_Consegna_
Prosegui il brano sulla sosta in panchina e sul dibattito intorno alla scuola, ripartendo subito dopo la sua ultima frase.

#### Estratto del documento

In realtà, stanco di fare vasche per il centro, volevo solo trovare una scusa per sedermi un attimo a riposare.

Quando Thea lo capisce, mi dice che potrò sedermi mentre lei ne approfitterà per fare un salto al negozio di telefonia lì vicino. Già, gli smartphone, in realtà l’unica cosa che sembra interessarle davvero nella sua vita di adolescente. Io, esausto, accetto il compromesso e mi spaparanzo sulla prima panchina libera e mentre guardo i bambini giocare insieme, felicemente assembrati, penso a quanto sembrino stupide le discussioni che animano i dibattiti televisivi in questi giorni. Si fa un gran parlare di come si dovrà affrontare il “problema” scuola a settembre, ma io, insegnante in erba, mi chiedo che problema ci sia e perché si debba pensare a come dividere - in classe -, bambini che hanno giocato tutta un’estate insieme ai parchi giochi, sulle spiagge al mare e nei prati di montagna.

########
#### Dati mostrati

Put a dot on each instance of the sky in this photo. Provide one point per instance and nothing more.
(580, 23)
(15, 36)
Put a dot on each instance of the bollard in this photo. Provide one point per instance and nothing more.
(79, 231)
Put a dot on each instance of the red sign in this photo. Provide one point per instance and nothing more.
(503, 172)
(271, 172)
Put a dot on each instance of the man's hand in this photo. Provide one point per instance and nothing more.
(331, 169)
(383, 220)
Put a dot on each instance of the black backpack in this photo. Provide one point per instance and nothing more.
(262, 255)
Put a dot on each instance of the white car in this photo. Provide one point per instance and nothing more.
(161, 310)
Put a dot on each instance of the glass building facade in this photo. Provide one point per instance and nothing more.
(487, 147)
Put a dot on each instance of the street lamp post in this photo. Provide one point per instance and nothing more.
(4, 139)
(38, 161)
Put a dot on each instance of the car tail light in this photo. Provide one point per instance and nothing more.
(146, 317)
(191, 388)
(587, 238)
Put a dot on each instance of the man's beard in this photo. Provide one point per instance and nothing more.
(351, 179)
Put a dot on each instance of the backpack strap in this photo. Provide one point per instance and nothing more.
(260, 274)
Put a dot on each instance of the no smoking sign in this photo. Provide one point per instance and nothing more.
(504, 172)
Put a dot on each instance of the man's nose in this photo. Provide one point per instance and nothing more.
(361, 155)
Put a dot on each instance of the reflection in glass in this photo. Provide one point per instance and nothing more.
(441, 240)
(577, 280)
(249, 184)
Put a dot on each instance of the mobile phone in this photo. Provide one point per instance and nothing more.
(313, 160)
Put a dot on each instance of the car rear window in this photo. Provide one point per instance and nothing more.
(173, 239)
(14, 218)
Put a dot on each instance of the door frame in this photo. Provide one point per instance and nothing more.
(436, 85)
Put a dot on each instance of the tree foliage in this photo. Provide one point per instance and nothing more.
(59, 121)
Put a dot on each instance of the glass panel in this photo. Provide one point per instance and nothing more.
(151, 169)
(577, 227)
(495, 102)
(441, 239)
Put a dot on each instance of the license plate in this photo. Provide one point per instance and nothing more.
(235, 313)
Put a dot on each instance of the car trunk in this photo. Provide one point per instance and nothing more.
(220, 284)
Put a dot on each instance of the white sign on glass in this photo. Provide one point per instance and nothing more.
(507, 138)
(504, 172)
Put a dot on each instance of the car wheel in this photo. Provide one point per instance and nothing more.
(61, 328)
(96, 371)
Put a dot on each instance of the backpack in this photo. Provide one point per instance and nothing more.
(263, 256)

########

_Soluzione_
Dopo vacanze passate in barba al coronavirus, dove sta il problema per la scuola in autunno? Cosa dovrebbe cambiare in aula? Perché, lì, dovrebbero stare distanziati almeno un metro l’uno dall’altro?

Ma quando sentiamo i virologi, assurti a nuove star, che non ci vogliono dare tregua e ci terrorizzano continuamente dicendoci che tra qualche mese ci sarà una nuova ondata pandemica, non dimentichiamoci che sono gli stessi che a gennaio non si sono accorti che il virus era già tra noi.